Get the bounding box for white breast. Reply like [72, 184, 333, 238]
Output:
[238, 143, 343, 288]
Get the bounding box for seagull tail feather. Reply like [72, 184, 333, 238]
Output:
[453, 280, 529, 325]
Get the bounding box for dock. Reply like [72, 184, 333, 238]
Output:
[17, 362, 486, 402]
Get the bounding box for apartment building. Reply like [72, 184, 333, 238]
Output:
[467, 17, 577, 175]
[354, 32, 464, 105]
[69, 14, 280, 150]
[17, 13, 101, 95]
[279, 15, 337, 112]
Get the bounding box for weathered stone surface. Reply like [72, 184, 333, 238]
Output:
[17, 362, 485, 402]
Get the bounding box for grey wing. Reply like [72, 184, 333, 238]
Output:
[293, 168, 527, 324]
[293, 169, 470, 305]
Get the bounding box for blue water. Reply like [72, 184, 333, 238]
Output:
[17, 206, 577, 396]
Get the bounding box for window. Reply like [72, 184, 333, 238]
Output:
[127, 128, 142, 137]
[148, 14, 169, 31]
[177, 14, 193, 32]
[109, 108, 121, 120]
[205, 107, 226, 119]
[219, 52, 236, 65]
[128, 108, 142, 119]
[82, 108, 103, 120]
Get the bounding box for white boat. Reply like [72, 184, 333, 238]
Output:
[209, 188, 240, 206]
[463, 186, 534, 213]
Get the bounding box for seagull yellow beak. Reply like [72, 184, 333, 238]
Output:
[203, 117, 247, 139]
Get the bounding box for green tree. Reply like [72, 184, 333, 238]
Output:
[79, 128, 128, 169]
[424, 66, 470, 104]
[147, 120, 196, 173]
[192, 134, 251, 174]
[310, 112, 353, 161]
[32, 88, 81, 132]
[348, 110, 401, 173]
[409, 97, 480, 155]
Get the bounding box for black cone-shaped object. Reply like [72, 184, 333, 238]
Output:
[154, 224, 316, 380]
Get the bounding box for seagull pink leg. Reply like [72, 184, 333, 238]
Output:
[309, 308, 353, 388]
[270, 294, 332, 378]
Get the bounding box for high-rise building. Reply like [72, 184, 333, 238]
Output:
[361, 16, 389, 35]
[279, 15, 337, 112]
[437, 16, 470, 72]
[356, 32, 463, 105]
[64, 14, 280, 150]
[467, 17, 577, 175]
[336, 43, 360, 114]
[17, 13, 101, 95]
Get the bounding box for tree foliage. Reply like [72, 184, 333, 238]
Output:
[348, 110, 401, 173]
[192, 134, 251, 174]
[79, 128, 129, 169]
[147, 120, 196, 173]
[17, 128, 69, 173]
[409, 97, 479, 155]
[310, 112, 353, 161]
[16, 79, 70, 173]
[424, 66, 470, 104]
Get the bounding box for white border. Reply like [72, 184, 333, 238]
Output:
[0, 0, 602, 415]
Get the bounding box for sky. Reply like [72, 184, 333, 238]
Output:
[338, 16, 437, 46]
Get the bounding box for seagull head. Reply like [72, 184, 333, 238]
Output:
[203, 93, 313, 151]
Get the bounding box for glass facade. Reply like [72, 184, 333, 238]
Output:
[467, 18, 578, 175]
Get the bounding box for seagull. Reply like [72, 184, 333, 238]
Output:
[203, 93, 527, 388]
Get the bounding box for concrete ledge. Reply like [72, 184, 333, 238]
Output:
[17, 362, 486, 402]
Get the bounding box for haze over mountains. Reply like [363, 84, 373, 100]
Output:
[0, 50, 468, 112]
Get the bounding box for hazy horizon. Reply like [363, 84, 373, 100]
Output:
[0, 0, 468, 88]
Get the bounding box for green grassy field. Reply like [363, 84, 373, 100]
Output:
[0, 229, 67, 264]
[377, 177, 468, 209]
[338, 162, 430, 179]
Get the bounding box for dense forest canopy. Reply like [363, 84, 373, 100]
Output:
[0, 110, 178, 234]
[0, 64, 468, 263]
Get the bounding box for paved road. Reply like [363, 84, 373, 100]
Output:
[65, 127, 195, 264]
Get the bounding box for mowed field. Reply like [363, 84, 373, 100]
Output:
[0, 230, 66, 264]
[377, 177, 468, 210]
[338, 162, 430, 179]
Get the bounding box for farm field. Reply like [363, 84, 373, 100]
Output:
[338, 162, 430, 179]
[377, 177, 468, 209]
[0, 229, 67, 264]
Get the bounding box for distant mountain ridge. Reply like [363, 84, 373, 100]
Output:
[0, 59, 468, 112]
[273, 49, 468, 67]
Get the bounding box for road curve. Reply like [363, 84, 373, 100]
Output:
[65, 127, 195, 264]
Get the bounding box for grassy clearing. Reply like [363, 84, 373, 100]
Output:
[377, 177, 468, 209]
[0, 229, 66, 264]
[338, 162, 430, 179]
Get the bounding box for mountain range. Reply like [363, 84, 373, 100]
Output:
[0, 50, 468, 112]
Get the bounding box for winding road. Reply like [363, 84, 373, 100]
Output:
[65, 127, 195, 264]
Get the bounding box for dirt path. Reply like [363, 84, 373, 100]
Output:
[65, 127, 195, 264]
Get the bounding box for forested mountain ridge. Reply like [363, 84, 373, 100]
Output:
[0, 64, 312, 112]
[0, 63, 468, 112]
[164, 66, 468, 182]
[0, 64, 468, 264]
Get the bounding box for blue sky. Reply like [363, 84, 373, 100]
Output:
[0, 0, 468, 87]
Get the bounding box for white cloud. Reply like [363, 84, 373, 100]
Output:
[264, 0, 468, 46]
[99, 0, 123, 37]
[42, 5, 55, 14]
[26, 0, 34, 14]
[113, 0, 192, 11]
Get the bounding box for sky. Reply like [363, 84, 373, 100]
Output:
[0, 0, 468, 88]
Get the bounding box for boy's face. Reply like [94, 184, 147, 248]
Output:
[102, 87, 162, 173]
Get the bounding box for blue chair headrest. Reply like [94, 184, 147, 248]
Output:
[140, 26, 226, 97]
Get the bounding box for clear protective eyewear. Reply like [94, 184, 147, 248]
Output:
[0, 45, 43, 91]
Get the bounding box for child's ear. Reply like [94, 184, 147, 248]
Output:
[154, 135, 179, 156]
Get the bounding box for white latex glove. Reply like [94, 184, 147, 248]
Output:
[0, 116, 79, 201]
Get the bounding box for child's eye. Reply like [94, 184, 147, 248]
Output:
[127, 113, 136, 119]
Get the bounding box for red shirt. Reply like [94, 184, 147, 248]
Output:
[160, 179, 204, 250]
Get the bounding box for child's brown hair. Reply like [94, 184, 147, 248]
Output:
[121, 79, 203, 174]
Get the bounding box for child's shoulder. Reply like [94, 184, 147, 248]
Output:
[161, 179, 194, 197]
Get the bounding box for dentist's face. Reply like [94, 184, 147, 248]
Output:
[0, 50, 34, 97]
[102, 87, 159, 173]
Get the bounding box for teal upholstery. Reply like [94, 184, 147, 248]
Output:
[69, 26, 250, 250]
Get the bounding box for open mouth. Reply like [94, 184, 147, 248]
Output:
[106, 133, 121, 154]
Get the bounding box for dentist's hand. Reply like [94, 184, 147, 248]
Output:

________________________

WHAT TO WORK ON:
Present every line of the records above as a numbered list, omitting any blank lines.

FULL SOLUTION:
1. Get the bounding box for white breast. Reply like [72, 184, 333, 238]
2. Output:
3. [238, 143, 343, 288]
4. Get the bounding box for seagull tail feather. Reply like [72, 184, 333, 238]
5. Output:
6. [453, 280, 529, 325]
7. Get the bounding box for dock. Reply like [72, 184, 333, 238]
8. Output:
9. [17, 362, 486, 402]
10. Get the bounding box for apartment building. Reply like [72, 184, 333, 238]
11. Output:
12. [467, 17, 577, 175]
13. [354, 32, 464, 105]
14. [69, 14, 280, 150]
15. [17, 13, 101, 95]
16. [279, 15, 337, 112]
17. Get the bounding box for weathered stone surface. Reply like [72, 184, 333, 238]
18. Output:
19. [17, 362, 485, 402]
20. Get the bounding box for grey wing. Reply like [72, 184, 333, 238]
21. Output:
22. [293, 168, 527, 324]
23. [293, 169, 470, 305]
24. Get the bounding box for blue water. Reply like [72, 184, 333, 238]
25. Output:
26. [17, 206, 577, 396]
27. Get the bounding box for window. Reply like [72, 184, 333, 238]
28. Output:
29. [127, 128, 142, 137]
30. [148, 14, 169, 31]
31. [177, 14, 193, 32]
32. [109, 108, 121, 120]
33. [205, 107, 226, 119]
34. [219, 52, 236, 65]
35. [128, 108, 142, 119]
36. [82, 108, 103, 120]
37. Get the bounding box for white boat. Reply like [72, 184, 333, 238]
38. Output:
39. [209, 188, 240, 206]
40. [463, 186, 534, 213]
41. Get the bounding box for seagull yellow beak. Reply like [72, 184, 333, 238]
42. Output:
43. [203, 117, 247, 139]
44. Get the bounding box for green tree. Reply like [72, 184, 333, 238]
45. Output:
46. [79, 128, 128, 169]
47. [424, 66, 470, 104]
48. [147, 120, 196, 173]
49. [192, 134, 251, 174]
50. [310, 112, 353, 161]
51. [32, 88, 81, 132]
52. [348, 110, 401, 173]
53. [409, 97, 480, 155]
54. Get the bounding box for black cone-shaped object. Reply like [72, 184, 333, 238]
55. Output:
56. [154, 224, 316, 380]
57. Get the bounding box for seagull pink leg. Reply like [72, 184, 333, 238]
58. Output:
59. [309, 308, 353, 388]
60. [270, 294, 332, 378]
61. Get the bounding box for high-rise building. Reply like [72, 184, 333, 238]
62. Output:
63. [361, 16, 389, 35]
64. [279, 15, 337, 112]
65. [437, 16, 470, 72]
66. [356, 32, 463, 105]
67. [64, 14, 280, 150]
68. [467, 17, 577, 175]
69. [336, 43, 360, 114]
70. [17, 13, 101, 95]
71. Get the bounding box for tree foliage. Reply like [72, 184, 333, 238]
72. Output:
73. [348, 110, 401, 173]
74. [192, 134, 251, 174]
75. [79, 128, 129, 169]
76. [147, 120, 196, 173]
77. [17, 128, 69, 173]
78. [409, 97, 479, 155]
79. [310, 112, 353, 161]
80. [16, 79, 70, 173]
81. [424, 66, 470, 104]
82. Get the bounding box for white border. Reply like [72, 184, 333, 238]
83. Output:
84. [0, 0, 602, 415]
85. Get the bounding box for sky. Reply like [72, 184, 333, 238]
86. Output:
87. [338, 16, 437, 46]
88. Get the bounding box for seagull head. Reply like [72, 184, 333, 238]
89. Output:
90. [203, 93, 313, 151]
91. Get the bounding box for glass facade. Reply like [72, 184, 333, 238]
92. Output:
93. [467, 18, 578, 175]
94. Get the bounding box for seagull. Reply like [72, 184, 333, 238]
95. Output:
96. [203, 93, 527, 388]
97. Get the bounding box for concrete ledge. Reply like [72, 184, 333, 238]
98. Output:
99. [17, 362, 486, 402]
100. Get the bounding box for haze over mountains. Reply like [363, 84, 373, 100]
101. Output:
102. [0, 50, 468, 112]
103. Get the bounding box for hazy horizon. Reply like [363, 84, 373, 100]
104. Output:
105. [0, 0, 468, 88]
106. Get the bounding box for green grassy field. Reply like [363, 84, 373, 100]
107. Output:
108. [0, 229, 67, 264]
109. [377, 177, 468, 209]
110. [338, 162, 430, 179]
111. Get the bounding box for dense forest canopy. Reply like [363, 84, 373, 100]
112. Output:
113. [0, 110, 178, 234]
114. [0, 64, 468, 263]
115. Get the bounding box for paved road. Reply like [363, 84, 373, 100]
116. Output:
117. [65, 127, 195, 264]
118. Get the bounding box for mowed field. Reply like [363, 84, 373, 100]
119. Output:
120. [0, 230, 66, 264]
121. [377, 177, 468, 210]
122. [338, 162, 430, 179]
123. Get the bounding box for farm field. Reply like [363, 84, 373, 100]
124. Output:
125. [338, 162, 430, 179]
126. [377, 177, 468, 209]
127. [0, 229, 67, 264]
128. Get the bounding box for distant mountain ridge. Reply like [363, 84, 373, 100]
129. Output:
130. [0, 59, 468, 112]
131. [273, 49, 468, 67]
132. Get the bounding box for road curve. Reply like [363, 84, 373, 100]
133. Output:
134. [65, 127, 195, 264]
135. Get the bounding box for grassy clearing. Reply like [363, 84, 373, 100]
136. Output:
137. [377, 177, 468, 209]
138. [0, 229, 66, 264]
139. [338, 162, 430, 179]
140. Get the bounding box for mountain range. Reply like [363, 84, 373, 100]
141. Output:
142. [0, 50, 468, 112]
143. Get the bounding box for winding road. Reply like [363, 84, 373, 100]
144. Output:
145. [65, 127, 195, 264]
146. Get the bounding box for dirt path. Reply like [363, 84, 373, 100]
147. Output:
148. [65, 127, 195, 264]
149. Get the bounding box for forested mountain ridge. Reply like [363, 84, 373, 100]
150. Output:
151. [0, 64, 312, 112]
152. [0, 63, 468, 112]
153. [164, 66, 468, 182]
154. [0, 64, 468, 264]
155. Get the bounding box for blue sky. Reply like [363, 84, 373, 100]
156. Output:
157. [0, 0, 468, 87]
158. Get the bounding box for white cloud. Reply like [363, 84, 373, 100]
159. Output:
160. [264, 0, 468, 46]
161. [99, 0, 123, 37]
162. [42, 5, 55, 14]
163. [26, 0, 34, 14]
164. [113, 0, 192, 11]
165. Get the bounding box for sky. Reply like [363, 84, 373, 100]
166. Output:
167. [0, 0, 468, 88]
168. Get the bounding box for boy's face. Reply like [94, 184, 147, 248]
169. Output:
170. [102, 87, 162, 173]
171. Get the bounding box for blue chair headrest. Reply like [94, 184, 147, 248]
172. Output:
173. [140, 26, 226, 97]
174. Get the bounding box for clear protective eyewear. Reply like [94, 184, 147, 248]
175. Output:
176. [0, 45, 43, 91]
177. Get the bounding box for child's ear. Reply like [94, 184, 147, 248]
178. Output:
179. [154, 135, 179, 156]
180. Get the bounding box for white latex glove. Reply like [94, 184, 147, 248]
181. Output:
182. [0, 116, 79, 201]
183. Get the bounding box for child's eye. Reply like [94, 184, 147, 248]
184. Output:
185. [127, 113, 136, 119]
186. Get the bounding box for red shirt. Reply like [94, 184, 147, 248]
187. Output:
188. [160, 179, 204, 250]
189. Get the bounding box for child's brown hair. Reply like [94, 184, 147, 248]
190. Output:
191. [121, 79, 203, 174]
192. Get the bounding box for child's shoulder. Reply like [94, 184, 147, 248]
193. Output:
194. [161, 179, 194, 197]
195. Get the bounding box for dentist's face. Reply like [94, 184, 147, 248]
196. Output:
197. [0, 50, 34, 97]
198. [102, 87, 159, 173]
199. Get the bounding box for teal upholstery. Reply like [94, 184, 147, 248]
200. Output:
201. [69, 26, 250, 250]
202. Get the bounding box for open mouth. Reply like [94, 184, 147, 248]
203. Output:
204. [106, 133, 121, 154]
205. Get the bounding box for dentist's hand. Reply like [94, 184, 147, 248]
206. Output:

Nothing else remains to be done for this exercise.